▸ DATA IN THIS EXERCISE

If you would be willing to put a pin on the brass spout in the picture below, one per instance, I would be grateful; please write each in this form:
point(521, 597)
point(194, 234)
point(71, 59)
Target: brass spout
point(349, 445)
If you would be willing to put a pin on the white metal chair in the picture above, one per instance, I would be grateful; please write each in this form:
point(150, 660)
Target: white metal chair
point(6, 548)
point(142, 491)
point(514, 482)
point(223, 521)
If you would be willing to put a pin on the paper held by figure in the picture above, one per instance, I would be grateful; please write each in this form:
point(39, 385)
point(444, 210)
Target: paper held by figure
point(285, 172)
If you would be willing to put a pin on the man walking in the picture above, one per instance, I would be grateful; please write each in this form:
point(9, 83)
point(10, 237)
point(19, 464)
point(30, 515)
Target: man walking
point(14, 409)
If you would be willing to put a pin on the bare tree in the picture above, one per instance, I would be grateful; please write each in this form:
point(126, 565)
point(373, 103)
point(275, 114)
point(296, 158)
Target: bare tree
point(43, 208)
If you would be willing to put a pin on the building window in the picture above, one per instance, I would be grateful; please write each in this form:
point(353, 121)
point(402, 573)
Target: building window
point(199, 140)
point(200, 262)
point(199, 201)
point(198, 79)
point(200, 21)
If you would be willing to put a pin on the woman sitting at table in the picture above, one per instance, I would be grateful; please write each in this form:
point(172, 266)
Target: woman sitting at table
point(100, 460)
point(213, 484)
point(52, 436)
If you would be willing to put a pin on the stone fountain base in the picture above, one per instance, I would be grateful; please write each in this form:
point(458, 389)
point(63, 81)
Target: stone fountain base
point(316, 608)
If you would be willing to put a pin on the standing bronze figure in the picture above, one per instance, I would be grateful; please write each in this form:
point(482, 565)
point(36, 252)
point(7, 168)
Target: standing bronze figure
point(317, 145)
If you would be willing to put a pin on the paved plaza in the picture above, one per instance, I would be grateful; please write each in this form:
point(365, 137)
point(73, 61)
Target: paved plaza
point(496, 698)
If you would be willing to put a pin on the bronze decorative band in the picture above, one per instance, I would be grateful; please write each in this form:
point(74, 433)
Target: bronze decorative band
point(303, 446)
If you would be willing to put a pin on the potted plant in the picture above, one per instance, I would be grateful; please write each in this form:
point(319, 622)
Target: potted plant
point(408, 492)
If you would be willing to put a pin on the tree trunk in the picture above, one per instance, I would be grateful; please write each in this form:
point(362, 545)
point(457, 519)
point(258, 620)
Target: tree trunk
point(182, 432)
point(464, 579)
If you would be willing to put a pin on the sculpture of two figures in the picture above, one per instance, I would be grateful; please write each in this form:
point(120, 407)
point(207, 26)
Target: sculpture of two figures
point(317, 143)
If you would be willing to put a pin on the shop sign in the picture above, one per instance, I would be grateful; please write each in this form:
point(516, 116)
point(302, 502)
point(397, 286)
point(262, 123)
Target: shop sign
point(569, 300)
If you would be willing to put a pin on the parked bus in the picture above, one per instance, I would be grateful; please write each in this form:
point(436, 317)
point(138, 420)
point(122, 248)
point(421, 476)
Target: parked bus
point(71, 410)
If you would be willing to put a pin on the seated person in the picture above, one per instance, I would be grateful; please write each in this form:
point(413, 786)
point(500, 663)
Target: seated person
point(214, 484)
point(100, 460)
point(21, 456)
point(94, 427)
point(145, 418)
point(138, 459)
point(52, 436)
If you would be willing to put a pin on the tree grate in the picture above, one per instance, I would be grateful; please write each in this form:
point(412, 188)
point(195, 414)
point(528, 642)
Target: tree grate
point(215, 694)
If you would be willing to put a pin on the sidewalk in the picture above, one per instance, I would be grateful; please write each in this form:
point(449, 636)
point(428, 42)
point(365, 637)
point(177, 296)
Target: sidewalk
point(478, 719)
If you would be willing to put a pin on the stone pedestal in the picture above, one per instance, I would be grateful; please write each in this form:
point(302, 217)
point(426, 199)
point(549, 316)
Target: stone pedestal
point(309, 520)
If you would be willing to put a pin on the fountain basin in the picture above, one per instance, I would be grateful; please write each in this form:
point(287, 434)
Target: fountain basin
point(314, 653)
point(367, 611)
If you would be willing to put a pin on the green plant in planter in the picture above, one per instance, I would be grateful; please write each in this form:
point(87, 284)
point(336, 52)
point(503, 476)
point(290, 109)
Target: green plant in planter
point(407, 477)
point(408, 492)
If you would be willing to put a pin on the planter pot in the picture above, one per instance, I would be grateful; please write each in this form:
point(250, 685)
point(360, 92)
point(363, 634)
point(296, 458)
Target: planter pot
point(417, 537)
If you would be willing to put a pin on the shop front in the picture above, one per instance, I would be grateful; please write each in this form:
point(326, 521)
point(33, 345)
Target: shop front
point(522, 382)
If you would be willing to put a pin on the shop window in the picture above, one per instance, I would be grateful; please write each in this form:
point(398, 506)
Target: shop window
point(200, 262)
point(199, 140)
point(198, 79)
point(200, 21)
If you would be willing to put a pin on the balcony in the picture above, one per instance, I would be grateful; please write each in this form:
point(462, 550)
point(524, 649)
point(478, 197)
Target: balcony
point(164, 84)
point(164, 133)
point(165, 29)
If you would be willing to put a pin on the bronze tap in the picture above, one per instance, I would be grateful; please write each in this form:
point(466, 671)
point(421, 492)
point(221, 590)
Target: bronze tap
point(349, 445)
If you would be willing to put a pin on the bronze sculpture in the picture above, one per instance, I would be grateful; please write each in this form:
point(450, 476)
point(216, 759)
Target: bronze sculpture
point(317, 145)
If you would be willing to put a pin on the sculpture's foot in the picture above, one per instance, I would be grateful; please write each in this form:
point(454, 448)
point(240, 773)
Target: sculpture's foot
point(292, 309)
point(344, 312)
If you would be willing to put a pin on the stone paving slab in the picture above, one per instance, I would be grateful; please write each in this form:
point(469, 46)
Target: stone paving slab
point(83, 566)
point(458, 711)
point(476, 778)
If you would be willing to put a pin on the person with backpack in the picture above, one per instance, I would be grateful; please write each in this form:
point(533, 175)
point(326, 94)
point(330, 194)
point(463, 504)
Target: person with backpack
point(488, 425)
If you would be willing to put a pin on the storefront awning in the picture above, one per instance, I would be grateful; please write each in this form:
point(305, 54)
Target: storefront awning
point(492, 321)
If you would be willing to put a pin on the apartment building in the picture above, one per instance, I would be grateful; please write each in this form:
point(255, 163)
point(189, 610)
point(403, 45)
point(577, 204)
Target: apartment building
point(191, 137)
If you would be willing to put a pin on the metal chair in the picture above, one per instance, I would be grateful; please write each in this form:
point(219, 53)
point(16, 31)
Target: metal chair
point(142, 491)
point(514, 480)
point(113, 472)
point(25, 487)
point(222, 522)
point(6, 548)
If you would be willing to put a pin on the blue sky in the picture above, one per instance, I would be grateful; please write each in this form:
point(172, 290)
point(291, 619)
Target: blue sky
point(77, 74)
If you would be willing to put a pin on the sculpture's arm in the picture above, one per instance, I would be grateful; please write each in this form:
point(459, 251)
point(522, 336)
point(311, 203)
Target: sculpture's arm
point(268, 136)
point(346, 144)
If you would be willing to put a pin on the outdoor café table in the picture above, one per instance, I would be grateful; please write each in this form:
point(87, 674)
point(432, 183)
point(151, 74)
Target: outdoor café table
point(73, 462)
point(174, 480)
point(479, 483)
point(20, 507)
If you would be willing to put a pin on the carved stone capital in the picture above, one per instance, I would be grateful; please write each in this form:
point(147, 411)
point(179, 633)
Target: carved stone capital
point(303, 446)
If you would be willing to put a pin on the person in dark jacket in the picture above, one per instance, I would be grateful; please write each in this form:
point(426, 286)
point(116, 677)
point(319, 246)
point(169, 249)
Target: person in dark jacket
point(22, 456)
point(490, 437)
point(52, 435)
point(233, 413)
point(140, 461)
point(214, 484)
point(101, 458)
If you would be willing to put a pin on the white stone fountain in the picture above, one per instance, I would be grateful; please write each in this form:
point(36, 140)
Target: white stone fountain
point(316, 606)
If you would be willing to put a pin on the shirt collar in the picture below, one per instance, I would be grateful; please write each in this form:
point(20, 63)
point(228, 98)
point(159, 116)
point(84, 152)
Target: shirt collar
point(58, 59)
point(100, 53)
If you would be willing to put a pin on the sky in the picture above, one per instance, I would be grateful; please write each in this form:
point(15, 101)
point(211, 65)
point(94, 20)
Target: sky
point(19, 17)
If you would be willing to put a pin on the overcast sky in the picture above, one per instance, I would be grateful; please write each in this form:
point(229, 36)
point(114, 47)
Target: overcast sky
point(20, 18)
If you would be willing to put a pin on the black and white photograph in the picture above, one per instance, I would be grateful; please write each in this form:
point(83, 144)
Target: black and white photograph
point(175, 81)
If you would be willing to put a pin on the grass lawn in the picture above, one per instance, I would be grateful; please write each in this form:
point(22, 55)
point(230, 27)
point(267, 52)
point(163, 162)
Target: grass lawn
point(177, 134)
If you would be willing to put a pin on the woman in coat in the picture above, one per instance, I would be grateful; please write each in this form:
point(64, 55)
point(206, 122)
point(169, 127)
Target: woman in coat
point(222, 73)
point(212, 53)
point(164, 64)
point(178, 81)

▸ GIVEN PROBLEM
Reproduce, word for word, the lines of the records above between the line containing "on the overcast" and the line containing "point(175, 81)", inclusive.

▸ RESPONSE TO THIS TASK
If you would be willing to put a pin on the overcast sky in the picture above, one per instance, I would be grateful; please write each in this form:
point(229, 36)
point(114, 47)
Target: overcast sky
point(20, 18)
If you would be willing to put a pin on the black and white photograph in the picture above, one per instance, I would be grateful; please write each in this form:
point(83, 144)
Target: black and white photograph
point(175, 81)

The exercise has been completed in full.